(REQUEST 1)
Answer these questions about the bottle-repair thread, one line each, marked (a), (b) and (c):
(a) What is the full name on the bitters bottle?
(b) How much did the iron pontil soda cost on eBay?
(c) Around what year does the bitters bottle date to?
(REQUEST 2) Reproduce the bottle-repair thread word for word, starting at "I bought a iron" and stopping after "Hey, Rick...".

(DOCUMENT EXCERPT)
==========

# I bought a bottle with a hole in it!!!!



## bearswede (Nov 3, 2005)

Y'all probably think I must have a hole in my head, one too many, anyway...

 But this bitters looked like a good subject for repair, and the price was right, I think...

 Ron


----------



## bearswede (Nov 3, 2005)

Yep... It's a "Cooley's Anti-dispeptic Or Jaundice Bitters"...

 Whatchya'll think...?

 Oh yeah... Here's the rough part...


----------



## Bottle tumbler (Nov 4, 2005)

Hole repairs are tough to do. I would have bought it also if the price is right. 
 I bought a iron pontil soda from ebay for $12 once. it had no top to it.
 I cleaned it up and just had it for 2 years sitting on my shelf, I was going to repair it, then one day while digging, I dug a top that was a prefect match in color and age, so I ground it off flat, did the same to the bottle and now they are married, hope they have kids, haha
 i'll show the after pics later
 rick kern


----------



## bearswede (Nov 4, 2005)

Hey, Rick...

 I've done some repairs using casting resin... They usually work pretty well... The idea is to make a nice display, not necessarily a "perfect" repair that might go undetected... Most of the stuff I've done is on flared aqua lips... It turned out those are easier than might be expected... I think with this one I can build up a rough frame of resin (probably in-dented) in two stages... Then apply a third coat to make it smooth...

 What do you use to glue/cement the two pieces? Does the seam show much?

 Ron


----------



## bearswede (Nov 4, 2005)

From the Willamantic (CT) Journal News; May 8, 1863:

 (Ad by J.G. Rathbun, Chemist and Apothecary, Hartford, CT)...

 "Cooley's Bitters. We have them, the old favorite bitters, known and taken by all men. Put up in packages of 10 cents each."

 My bottle dates to around 1830, so Cooley's Bitters was around for at least 30-35 years...

 Ron


----------



## Bottle tumbler (Nov 4, 2005)

==========

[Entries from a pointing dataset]
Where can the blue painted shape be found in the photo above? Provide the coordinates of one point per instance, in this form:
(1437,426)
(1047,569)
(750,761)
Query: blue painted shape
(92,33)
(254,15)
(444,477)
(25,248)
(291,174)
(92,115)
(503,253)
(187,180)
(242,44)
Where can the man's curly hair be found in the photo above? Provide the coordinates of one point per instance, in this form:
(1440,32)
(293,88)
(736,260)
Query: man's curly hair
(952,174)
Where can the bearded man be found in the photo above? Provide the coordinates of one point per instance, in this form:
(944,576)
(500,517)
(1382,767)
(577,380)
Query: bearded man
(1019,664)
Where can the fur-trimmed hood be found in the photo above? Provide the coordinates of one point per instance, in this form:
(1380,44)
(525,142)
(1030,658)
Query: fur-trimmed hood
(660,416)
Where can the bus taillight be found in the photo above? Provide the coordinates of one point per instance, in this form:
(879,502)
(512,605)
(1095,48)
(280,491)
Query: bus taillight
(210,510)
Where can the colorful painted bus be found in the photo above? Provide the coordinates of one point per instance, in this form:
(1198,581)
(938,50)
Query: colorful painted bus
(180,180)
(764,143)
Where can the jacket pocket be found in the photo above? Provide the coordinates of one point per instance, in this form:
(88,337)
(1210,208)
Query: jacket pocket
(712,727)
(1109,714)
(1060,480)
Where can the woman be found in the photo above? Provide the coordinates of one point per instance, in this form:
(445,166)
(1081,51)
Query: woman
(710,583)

==========

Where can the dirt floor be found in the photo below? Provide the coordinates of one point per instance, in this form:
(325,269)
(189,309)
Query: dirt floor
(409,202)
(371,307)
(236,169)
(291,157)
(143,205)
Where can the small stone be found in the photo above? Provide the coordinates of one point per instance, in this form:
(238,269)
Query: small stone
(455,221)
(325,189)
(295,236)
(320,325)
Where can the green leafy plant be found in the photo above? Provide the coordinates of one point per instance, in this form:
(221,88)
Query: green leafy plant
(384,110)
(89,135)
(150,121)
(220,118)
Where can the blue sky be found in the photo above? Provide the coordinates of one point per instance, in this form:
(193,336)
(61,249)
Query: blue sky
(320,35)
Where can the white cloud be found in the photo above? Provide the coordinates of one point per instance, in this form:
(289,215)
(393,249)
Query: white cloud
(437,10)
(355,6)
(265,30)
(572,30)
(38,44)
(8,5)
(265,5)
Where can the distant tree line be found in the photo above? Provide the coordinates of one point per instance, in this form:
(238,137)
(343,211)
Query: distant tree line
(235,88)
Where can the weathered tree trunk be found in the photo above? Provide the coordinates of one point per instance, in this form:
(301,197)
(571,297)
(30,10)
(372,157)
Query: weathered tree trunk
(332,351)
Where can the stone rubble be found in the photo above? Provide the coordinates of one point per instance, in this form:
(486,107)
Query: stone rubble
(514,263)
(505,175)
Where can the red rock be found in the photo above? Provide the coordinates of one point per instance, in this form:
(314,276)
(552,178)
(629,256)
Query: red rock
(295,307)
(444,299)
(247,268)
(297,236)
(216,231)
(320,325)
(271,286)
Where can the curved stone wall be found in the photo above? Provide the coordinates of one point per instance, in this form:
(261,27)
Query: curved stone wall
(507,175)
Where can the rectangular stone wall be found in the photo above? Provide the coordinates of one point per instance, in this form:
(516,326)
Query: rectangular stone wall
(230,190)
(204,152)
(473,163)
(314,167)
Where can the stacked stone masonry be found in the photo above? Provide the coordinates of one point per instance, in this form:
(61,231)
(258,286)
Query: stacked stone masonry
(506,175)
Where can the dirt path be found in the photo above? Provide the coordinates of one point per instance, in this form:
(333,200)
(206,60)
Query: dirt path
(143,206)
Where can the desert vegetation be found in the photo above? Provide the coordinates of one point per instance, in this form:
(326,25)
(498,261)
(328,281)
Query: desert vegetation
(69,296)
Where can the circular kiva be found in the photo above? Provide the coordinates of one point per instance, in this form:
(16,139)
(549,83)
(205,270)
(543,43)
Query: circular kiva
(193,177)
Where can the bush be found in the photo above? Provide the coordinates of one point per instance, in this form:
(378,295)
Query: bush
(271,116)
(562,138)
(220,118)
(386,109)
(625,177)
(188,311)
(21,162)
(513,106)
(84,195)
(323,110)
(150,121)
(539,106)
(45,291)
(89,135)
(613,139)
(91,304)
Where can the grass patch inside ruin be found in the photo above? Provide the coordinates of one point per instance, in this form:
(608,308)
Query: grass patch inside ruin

==========

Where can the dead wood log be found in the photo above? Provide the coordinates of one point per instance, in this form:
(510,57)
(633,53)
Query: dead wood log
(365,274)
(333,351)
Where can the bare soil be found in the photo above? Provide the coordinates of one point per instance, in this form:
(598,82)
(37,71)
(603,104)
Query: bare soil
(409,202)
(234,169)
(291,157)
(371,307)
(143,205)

==========

(OUTPUT 1)
(a) Cooley's Anti-dispeptic Or Jaundice Bitters
(b) $12
(c) Around 1830

(OUTPUT 2)
I bought a iron pontil soda from ebay for $12 once. it had no top to it.
 I cleaned it up and just had it for 2 years sitting on my shelf, I was going to repair it, then one day while digging, I dug a top that was a prefect match in color and age, so I ground it off flat, did the same to the bottle and now they are married, hope they have kids, haha
 i'll show the after pics later
 rick kern


----------



## bearswede (Nov 4, 2005)

Hey, Rick...